2012-04-06 Thread Mads Kiilerich
Fonts might be located in different locations, and the default fonts 
(Unifont and DejaVu Sans)

are not available on all systems or other fonts might be preferred.

2012-04-06  Mads Kiilerich m...@kiilerich.com

* configure.ac: Make the unifont FONT_SOURCE configurable as 
--with-unifont=FILE


=== modified file 'configure.ac'
--- configure.ac	2012-04-01 19:54:45 +
+++ configure.ac	2012-04-06 17:21:55 +
@@ -238,16 +238,23 @@
   AC_MSG_ERROR([bison is not found])
 fi
 
-FONT_SOURCE=
+AC_ARG_WITH([unifont],
+AS_HELP_STRING([--with-unifont=FILE],
+   [set the unifont source [[guessed]]]))
_ _ _ _ _ _ _
# [JOBS]
1. According to the patch message, which two fonts are the defaults?
2. Reproduce the portion of the patch message starting at "2012-04-06 Thread Mads" and ending at "might be preferred.".

[Excerpts of pointing data]
_ _ _ _ _ _ _
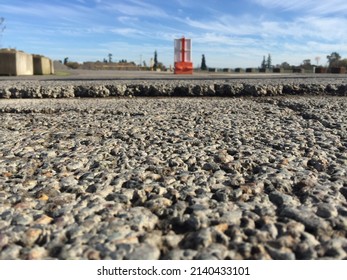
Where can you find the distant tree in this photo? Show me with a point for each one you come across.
(109, 57)
(203, 63)
(333, 59)
(263, 63)
(155, 64)
(269, 62)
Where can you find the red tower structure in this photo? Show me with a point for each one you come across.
(183, 56)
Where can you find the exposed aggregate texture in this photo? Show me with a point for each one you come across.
(200, 87)
(173, 178)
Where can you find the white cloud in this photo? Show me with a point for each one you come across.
(134, 8)
(316, 7)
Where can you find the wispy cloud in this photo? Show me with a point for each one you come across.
(335, 7)
(134, 8)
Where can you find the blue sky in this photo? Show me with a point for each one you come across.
(231, 33)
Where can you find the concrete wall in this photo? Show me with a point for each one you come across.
(14, 63)
(42, 65)
(24, 63)
(7, 63)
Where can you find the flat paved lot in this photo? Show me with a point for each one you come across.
(148, 75)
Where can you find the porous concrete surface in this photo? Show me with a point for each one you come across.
(173, 178)
(134, 84)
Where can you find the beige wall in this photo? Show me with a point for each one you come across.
(42, 65)
(15, 63)
(7, 63)
(24, 64)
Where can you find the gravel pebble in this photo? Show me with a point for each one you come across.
(173, 178)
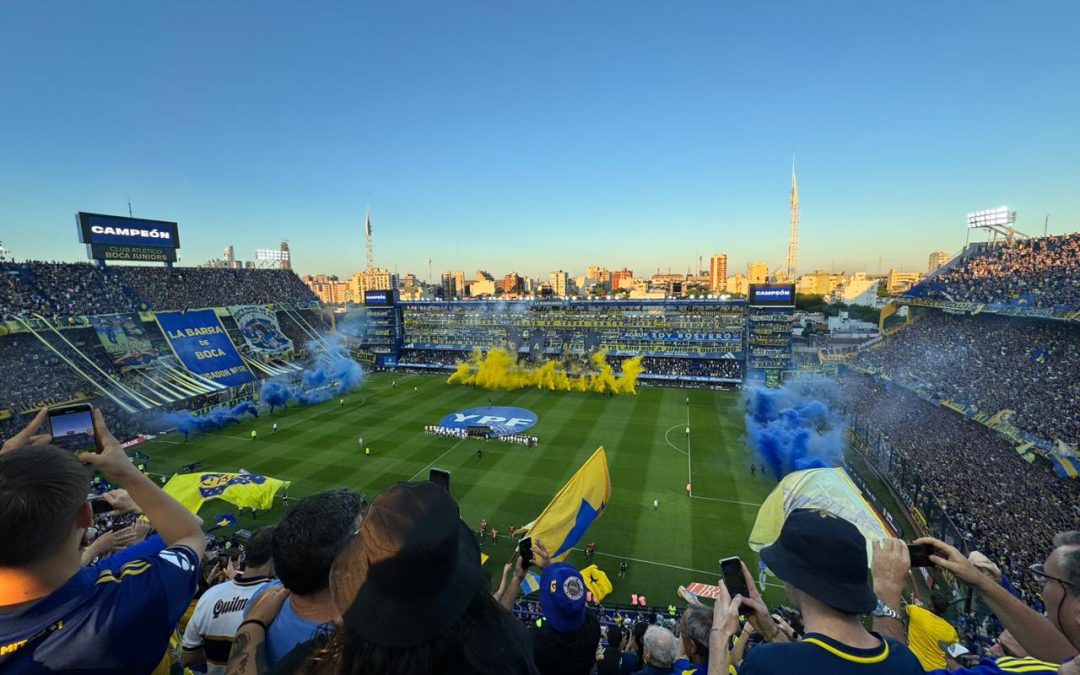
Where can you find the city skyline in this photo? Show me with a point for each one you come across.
(529, 139)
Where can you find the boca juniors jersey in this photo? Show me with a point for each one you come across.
(113, 617)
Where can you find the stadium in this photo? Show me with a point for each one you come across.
(540, 338)
(944, 424)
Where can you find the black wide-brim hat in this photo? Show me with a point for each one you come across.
(824, 556)
(414, 564)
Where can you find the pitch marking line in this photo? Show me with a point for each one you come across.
(458, 443)
(644, 562)
(728, 501)
(674, 447)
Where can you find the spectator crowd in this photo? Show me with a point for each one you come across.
(1002, 505)
(993, 363)
(63, 289)
(1042, 272)
(341, 585)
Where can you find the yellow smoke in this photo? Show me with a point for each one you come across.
(499, 369)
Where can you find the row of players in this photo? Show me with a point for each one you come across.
_ _ _ _ _ _ _
# [TASK-BY-TASK RESULTS]
1. Unifont and DejaVu Sans.

2.
2012-04-06 Thread Mads Kiilerich
Fonts might be located in different locations, and the default fonts 
(Unifont and DejaVu Sans)

are not available on all systems or other fonts might be preferred.